» **What the task asks**
Return every line of the data below exactly, but do not include the images.

::: Information given

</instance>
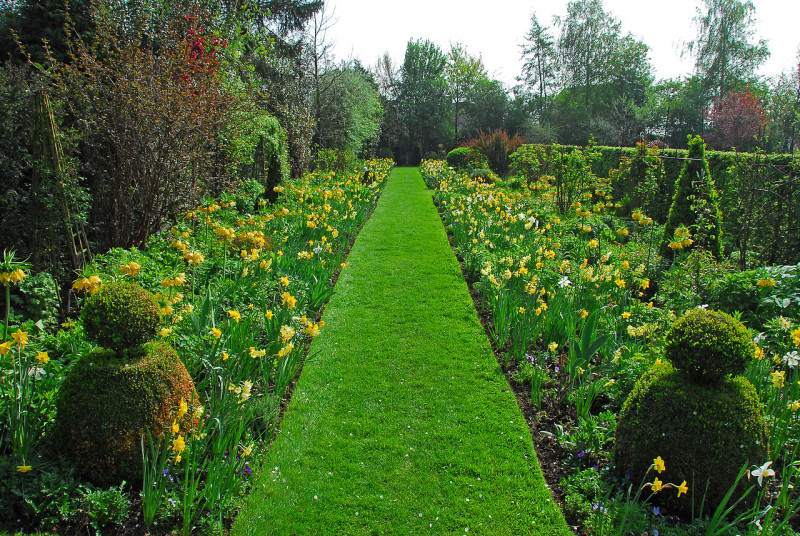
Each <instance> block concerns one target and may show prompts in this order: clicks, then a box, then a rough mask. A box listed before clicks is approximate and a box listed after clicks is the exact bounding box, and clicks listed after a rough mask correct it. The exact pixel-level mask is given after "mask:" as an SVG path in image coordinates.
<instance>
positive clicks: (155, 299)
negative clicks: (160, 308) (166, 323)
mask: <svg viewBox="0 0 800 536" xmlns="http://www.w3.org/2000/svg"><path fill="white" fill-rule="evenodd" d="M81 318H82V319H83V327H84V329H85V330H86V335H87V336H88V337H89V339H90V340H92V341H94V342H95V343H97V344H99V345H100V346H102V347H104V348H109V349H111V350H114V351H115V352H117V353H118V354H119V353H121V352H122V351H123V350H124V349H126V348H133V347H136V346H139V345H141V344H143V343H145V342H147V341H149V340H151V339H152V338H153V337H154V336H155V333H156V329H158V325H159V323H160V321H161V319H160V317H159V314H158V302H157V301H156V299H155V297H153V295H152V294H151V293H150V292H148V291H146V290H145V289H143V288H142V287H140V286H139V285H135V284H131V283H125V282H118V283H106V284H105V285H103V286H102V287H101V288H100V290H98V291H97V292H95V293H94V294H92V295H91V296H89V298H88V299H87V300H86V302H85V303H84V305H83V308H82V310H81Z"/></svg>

::::::

» **Output for this task**
</instance>
Each <instance> block concerns one target and may show prompts in this order: clicks, then a box, then a rough mask. A box listed before clicks is approximate and a box listed after clicks is the exact bounding box, and clicks listed after a rough mask correct it. The exact pixel-level mask is given after "mask:" as an SVG path in image coordinates.
<instance>
positive clicks: (155, 299)
negative clicks: (160, 308) (166, 323)
mask: <svg viewBox="0 0 800 536" xmlns="http://www.w3.org/2000/svg"><path fill="white" fill-rule="evenodd" d="M81 318H82V319H83V327H84V329H85V330H86V335H87V336H88V337H89V339H90V340H92V341H94V342H95V343H97V344H99V345H100V346H102V347H104V348H109V349H111V350H114V351H115V352H117V353H118V354H119V353H121V352H122V351H123V350H124V349H126V348H133V347H136V346H139V345H141V344H143V343H145V342H147V341H149V340H151V339H152V338H153V337H154V336H155V333H156V329H158V325H159V323H160V321H161V319H160V317H159V314H158V302H157V301H156V299H155V297H153V295H152V294H151V293H150V292H148V291H146V290H145V289H143V288H142V287H140V286H139V285H135V284H131V283H125V282H118V283H106V284H105V285H103V286H102V287H101V288H100V290H98V291H97V292H95V293H94V294H92V295H91V296H89V298H88V299H87V300H86V302H85V303H84V305H83V308H82V310H81Z"/></svg>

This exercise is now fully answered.